● **TASK REQUIREMENTS**: Copy out every record below, word for word.

(Data extracted from a collection)
------------------------------------

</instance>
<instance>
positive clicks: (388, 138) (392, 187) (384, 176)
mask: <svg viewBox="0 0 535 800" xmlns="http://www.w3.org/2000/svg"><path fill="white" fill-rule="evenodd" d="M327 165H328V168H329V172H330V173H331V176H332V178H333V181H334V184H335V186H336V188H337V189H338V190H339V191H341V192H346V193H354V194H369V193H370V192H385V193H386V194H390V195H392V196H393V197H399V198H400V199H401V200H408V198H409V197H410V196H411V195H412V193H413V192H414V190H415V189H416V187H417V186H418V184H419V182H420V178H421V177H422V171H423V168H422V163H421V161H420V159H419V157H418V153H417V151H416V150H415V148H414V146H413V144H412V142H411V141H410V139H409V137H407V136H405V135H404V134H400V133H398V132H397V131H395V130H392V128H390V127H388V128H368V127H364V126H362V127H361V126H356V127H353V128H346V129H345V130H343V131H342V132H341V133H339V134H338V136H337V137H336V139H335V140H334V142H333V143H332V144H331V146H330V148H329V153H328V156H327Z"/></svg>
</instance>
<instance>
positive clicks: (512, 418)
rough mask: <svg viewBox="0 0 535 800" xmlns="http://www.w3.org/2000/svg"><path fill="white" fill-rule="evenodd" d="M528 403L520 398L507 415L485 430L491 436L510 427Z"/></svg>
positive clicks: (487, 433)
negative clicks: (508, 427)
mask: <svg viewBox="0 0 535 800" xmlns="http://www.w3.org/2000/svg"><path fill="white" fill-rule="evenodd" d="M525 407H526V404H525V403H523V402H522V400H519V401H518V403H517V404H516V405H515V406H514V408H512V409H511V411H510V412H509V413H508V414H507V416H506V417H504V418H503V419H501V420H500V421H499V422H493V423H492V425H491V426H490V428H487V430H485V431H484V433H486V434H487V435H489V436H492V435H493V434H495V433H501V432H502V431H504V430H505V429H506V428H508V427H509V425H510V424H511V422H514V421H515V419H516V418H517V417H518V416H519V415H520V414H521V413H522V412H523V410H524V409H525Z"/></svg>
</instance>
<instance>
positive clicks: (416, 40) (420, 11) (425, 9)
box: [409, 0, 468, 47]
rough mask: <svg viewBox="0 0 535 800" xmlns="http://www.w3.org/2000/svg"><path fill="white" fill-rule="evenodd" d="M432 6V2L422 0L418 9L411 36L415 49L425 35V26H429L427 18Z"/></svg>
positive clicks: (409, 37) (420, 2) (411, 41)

------------------------------------

● **RESULT**:
</instance>
<instance>
positive clicks: (388, 138) (392, 187) (384, 176)
mask: <svg viewBox="0 0 535 800" xmlns="http://www.w3.org/2000/svg"><path fill="white" fill-rule="evenodd" d="M327 165H328V168H329V172H330V173H331V176H332V178H333V181H334V184H335V186H336V188H337V189H338V190H339V191H341V192H346V193H354V194H369V193H370V192H385V193H386V194H390V195H392V196H393V197H399V198H400V199H401V200H408V198H409V197H410V196H411V195H412V193H413V192H414V190H415V189H416V187H417V186H418V184H419V182H420V178H421V177H422V171H423V168H422V163H421V161H420V159H419V157H418V153H417V151H416V150H415V148H414V146H413V144H412V142H411V141H410V139H409V137H407V136H405V135H404V134H400V133H398V132H397V131H395V130H392V128H390V127H388V128H368V127H364V126H362V127H361V126H356V127H353V128H346V129H345V130H343V131H342V132H341V133H339V134H338V136H337V137H336V139H335V140H334V142H333V143H332V144H331V146H330V148H329V153H328V156H327Z"/></svg>
</instance>
<instance>
positive clicks: (512, 418)
rough mask: <svg viewBox="0 0 535 800" xmlns="http://www.w3.org/2000/svg"><path fill="white" fill-rule="evenodd" d="M528 403L520 398L507 415L485 430L491 436L510 427Z"/></svg>
positive clicks: (487, 433)
negative clicks: (508, 427)
mask: <svg viewBox="0 0 535 800" xmlns="http://www.w3.org/2000/svg"><path fill="white" fill-rule="evenodd" d="M525 407H526V404H525V403H523V402H522V400H519V401H518V403H517V404H516V405H515V406H514V408H512V409H511V411H510V412H509V413H508V414H507V416H506V417H504V418H503V419H501V420H500V421H499V422H493V423H492V425H491V426H490V428H487V430H485V431H484V433H486V434H487V435H489V436H492V435H493V434H495V433H501V432H502V431H504V430H505V429H506V428H508V427H509V425H510V424H511V422H514V421H515V419H516V418H517V417H518V416H519V415H520V414H521V413H522V412H523V410H524V409H525Z"/></svg>
</instance>
<instance>
positive clicks: (416, 40) (420, 11) (425, 9)
box: [409, 0, 468, 47]
rough mask: <svg viewBox="0 0 535 800" xmlns="http://www.w3.org/2000/svg"><path fill="white" fill-rule="evenodd" d="M432 6V2L422 0L418 9L411 36L415 49L425 35V26H429L427 18Z"/></svg>
positive clicks: (409, 37) (420, 2) (411, 41)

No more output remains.